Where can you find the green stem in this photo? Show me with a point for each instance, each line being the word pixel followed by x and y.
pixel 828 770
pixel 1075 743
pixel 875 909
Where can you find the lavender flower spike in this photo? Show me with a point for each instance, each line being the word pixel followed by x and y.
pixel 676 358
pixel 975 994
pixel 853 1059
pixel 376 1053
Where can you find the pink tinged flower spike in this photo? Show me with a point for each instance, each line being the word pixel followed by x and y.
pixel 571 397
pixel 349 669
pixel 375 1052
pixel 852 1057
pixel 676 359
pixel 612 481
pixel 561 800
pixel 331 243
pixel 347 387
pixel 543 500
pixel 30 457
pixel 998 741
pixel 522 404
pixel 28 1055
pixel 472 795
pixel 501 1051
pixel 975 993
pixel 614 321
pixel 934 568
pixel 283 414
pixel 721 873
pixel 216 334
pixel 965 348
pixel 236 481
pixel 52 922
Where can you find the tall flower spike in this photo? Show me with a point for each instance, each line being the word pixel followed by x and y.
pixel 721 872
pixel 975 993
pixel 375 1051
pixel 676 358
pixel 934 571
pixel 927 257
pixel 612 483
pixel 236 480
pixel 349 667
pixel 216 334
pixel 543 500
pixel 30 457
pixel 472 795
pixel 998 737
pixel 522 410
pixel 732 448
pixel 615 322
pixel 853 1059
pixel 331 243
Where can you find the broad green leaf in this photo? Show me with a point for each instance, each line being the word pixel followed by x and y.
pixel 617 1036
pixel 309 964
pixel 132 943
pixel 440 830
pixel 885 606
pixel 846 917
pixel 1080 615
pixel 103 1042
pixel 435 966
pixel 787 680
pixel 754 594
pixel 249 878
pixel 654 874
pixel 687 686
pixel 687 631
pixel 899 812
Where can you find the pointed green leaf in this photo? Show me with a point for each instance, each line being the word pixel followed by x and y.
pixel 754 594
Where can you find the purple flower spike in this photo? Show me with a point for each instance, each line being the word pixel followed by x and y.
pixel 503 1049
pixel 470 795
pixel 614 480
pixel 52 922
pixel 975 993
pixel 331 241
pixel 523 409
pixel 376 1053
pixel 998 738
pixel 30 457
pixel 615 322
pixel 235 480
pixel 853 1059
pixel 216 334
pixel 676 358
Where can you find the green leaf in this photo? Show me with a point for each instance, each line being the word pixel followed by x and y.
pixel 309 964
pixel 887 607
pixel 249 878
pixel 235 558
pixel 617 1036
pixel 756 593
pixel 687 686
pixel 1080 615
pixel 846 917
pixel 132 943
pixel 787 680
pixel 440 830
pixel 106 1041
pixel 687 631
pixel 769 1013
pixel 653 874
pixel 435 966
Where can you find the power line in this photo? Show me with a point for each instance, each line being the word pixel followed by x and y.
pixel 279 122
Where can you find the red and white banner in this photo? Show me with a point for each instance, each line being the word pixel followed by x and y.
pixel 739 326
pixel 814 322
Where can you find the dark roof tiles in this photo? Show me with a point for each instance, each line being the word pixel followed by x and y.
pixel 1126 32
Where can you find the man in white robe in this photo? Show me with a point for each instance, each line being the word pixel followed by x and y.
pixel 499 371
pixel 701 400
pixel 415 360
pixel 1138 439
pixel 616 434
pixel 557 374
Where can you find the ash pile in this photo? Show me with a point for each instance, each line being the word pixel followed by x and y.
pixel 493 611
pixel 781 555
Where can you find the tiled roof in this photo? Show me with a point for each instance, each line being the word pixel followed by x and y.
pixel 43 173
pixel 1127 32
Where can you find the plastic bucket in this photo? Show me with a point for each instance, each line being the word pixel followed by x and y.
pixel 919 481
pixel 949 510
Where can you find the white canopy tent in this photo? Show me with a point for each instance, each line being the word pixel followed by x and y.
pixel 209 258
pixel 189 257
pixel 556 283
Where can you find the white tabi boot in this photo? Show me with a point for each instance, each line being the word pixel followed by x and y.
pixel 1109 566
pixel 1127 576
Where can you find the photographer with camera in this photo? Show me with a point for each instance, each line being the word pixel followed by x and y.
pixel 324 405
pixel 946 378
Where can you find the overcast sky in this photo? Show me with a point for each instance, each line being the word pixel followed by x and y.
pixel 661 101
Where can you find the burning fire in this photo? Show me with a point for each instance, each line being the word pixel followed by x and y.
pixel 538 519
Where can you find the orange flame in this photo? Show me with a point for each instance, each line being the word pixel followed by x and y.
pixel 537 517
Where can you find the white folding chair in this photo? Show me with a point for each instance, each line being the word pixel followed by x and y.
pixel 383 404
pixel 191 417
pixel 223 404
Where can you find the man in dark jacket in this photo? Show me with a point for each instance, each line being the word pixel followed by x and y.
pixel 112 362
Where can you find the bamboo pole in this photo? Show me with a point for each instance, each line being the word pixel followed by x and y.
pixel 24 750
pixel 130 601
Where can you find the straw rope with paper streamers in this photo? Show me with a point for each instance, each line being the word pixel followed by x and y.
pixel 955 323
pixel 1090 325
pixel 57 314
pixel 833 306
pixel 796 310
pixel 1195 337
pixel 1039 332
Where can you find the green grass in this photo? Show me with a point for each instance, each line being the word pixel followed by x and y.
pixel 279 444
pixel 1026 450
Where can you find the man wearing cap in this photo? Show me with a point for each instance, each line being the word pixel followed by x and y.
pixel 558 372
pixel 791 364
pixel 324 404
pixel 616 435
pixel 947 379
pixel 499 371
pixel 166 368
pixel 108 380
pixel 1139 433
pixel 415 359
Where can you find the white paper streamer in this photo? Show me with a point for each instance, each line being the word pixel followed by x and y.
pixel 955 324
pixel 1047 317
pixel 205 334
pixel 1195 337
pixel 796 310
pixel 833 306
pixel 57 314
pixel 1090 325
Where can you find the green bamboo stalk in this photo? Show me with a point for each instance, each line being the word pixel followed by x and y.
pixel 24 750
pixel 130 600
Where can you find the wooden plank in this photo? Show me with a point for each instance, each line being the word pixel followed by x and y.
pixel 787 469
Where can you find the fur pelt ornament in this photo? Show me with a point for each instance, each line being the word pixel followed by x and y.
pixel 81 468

# Challenge
Repeat all the records. Match each line exactly.

# Exercise result
Where can you find the green stem in this photo? Show me with a point for each instance, each line being the word pixel followed by x and y.
pixel 828 770
pixel 1075 743
pixel 875 909
Where can you find the lavender flower spike in this photo? Show me with a point for each instance, each line being the word pixel followed by x and y.
pixel 676 358
pixel 975 994
pixel 853 1059
pixel 376 1053
Where can you find the pink tinged flower spike in this photo? Show me with a point for each instance, each line being the word pixel followed by x and y.
pixel 571 397
pixel 349 669
pixel 375 1052
pixel 852 1057
pixel 676 359
pixel 612 481
pixel 561 800
pixel 331 243
pixel 347 387
pixel 543 500
pixel 30 457
pixel 998 741
pixel 522 404
pixel 28 1055
pixel 472 795
pixel 501 1051
pixel 975 993
pixel 614 321
pixel 934 568
pixel 283 414
pixel 721 873
pixel 216 334
pixel 965 348
pixel 236 481
pixel 52 922
Where can you find the tall flower spike in this photo? Show me with a point for each instance, each line being the word pixel followed by x and y.
pixel 721 872
pixel 975 993
pixel 375 1051
pixel 676 358
pixel 934 571
pixel 927 257
pixel 612 483
pixel 236 480
pixel 349 667
pixel 216 334
pixel 543 500
pixel 30 457
pixel 472 795
pixel 998 737
pixel 522 410
pixel 732 448
pixel 615 322
pixel 853 1059
pixel 331 243
Where can you find the broad green leaf in this photo? Show me with a point for each instance, each line being the word pixel followed by x and y.
pixel 617 1036
pixel 309 964
pixel 132 943
pixel 440 830
pixel 885 606
pixel 846 917
pixel 1080 615
pixel 103 1042
pixel 435 966
pixel 787 680
pixel 754 594
pixel 249 878
pixel 654 874
pixel 687 686
pixel 687 631
pixel 899 812
Where can you find the pointed green leaf in this photo? Show me with a point for each instance, each line being the word pixel followed by x and y.
pixel 754 594
Where can you find the purple flower spike in this photo? Show me with a point for each instance, each line being the word pixel followed by x and y.
pixel 503 1049
pixel 470 795
pixel 614 480
pixel 52 922
pixel 975 993
pixel 331 241
pixel 523 409
pixel 376 1053
pixel 998 738
pixel 30 457
pixel 615 322
pixel 235 480
pixel 853 1059
pixel 216 334
pixel 676 358
Where can you find the green leaf in this photo? Show me with a point for each instance, each line being the word pixel followed by x and y.
pixel 309 964
pixel 887 607
pixel 249 878
pixel 235 558
pixel 617 1036
pixel 756 593
pixel 687 686
pixel 1080 615
pixel 846 917
pixel 132 943
pixel 787 680
pixel 440 830
pixel 106 1041
pixel 687 631
pixel 769 1013
pixel 653 874
pixel 435 966
Where can you find the power line in this photo? Show me with a point for each instance, each line being the word pixel followed by x and y.
pixel 279 122
Where can you find the red and white banner in this photo? Show me with a point for each instance, each line being the word pixel followed by x and y.
pixel 739 326
pixel 814 322
Where can you find the dark roof tiles in this photo? Show me with a point for each instance, each line being the word pixel followed by x and y.
pixel 1126 32
Where can you find the man in white robe in this photo? Show me with a point for each instance, each line being the word pixel followed by x and y.
pixel 499 371
pixel 701 400
pixel 415 360
pixel 1138 439
pixel 616 434
pixel 557 374
Where can you find the ash pile in this photo? Show me with a point for each instance, each line being the word pixel followed by x and y.
pixel 493 611
pixel 781 555
Where can you find the tiled roof in this photo? Show me with a point for each instance, each line being the word pixel followed by x and y.
pixel 43 173
pixel 1127 32
Where can you find the plastic bucket in this photo? Show me with a point for each instance, each line being the word pixel followed by x and y.
pixel 919 481
pixel 949 510
Where can you find the white canopy tent in this photo? Show me with a point for each instance, each line being the word pixel followed by x and y.
pixel 209 258
pixel 189 257
pixel 556 283
Where can you find the white tabi boot in this photo? Show me with a point for each instance, each line being the word pixel followed by x and y.
pixel 1109 566
pixel 1127 576
Where can you find the photographer with camera in this photo? Show me with a point for each instance, each line being the word pixel followed by x and y.
pixel 324 405
pixel 946 378
Where can you find the overcast sky in this photo? Show me with a point for each instance, each line being the word pixel followed by x and y.
pixel 661 101
Where can you find the burning fire in this photo? Show me with a point for each instance, each line being the word pixel followed by x and y.
pixel 538 519
Where can you find the orange flame in this photo? Show me with a point for each instance, each line being the word pixel followed by x and y.
pixel 537 517
Where can you find the white folding chair in this photo? Show me with a point for each instance, each line being the word pixel followed by x and y.
pixel 383 404
pixel 191 417
pixel 223 404
Where can you find the man in dark jacket in this photo? Show me with a point for each instance, each line being the word pixel followed by x and y.
pixel 112 362
Where can you find the bamboo pole in this photo? Show me with a point for each instance, each line being the word pixel followed by x and y.
pixel 24 750
pixel 130 601
Where can you find the straw rope with paper streamers in this photo? Show me with a point for each instance, each line being the word pixel followed by x and y.
pixel 955 323
pixel 1090 325
pixel 57 314
pixel 833 306
pixel 796 310
pixel 1195 337
pixel 1039 332
Where can you find the green grass in this photo? Show me with a point for each instance, each line being the word pixel followed by x and y.
pixel 279 444
pixel 1026 450
Where can you find the man wearing cap in this photo? Show me with a point for each instance, each line being the word pixel followed by x and y.
pixel 558 372
pixel 791 364
pixel 324 404
pixel 616 435
pixel 947 379
pixel 499 371
pixel 166 368
pixel 108 380
pixel 1139 433
pixel 415 359
Where can you find the white paper streamer in this photo? Show me with a point for each instance, each line being the word pixel followed by x and y.
pixel 955 324
pixel 1047 317
pixel 205 334
pixel 1195 337
pixel 796 310
pixel 833 306
pixel 57 314
pixel 1090 325
Where can you find the green bamboo stalk in this photo? Show me with a point for each instance, each line being the word pixel followed by x and y.
pixel 24 750
pixel 130 600
Where can you find the wooden plank in this photo? Show me with a point for each instance, each line being the word pixel followed by x and y.
pixel 787 469
Where can you find the fur pelt ornament in this photo? Show me with a point for each instance, each line being the word pixel followed by x and y.
pixel 81 468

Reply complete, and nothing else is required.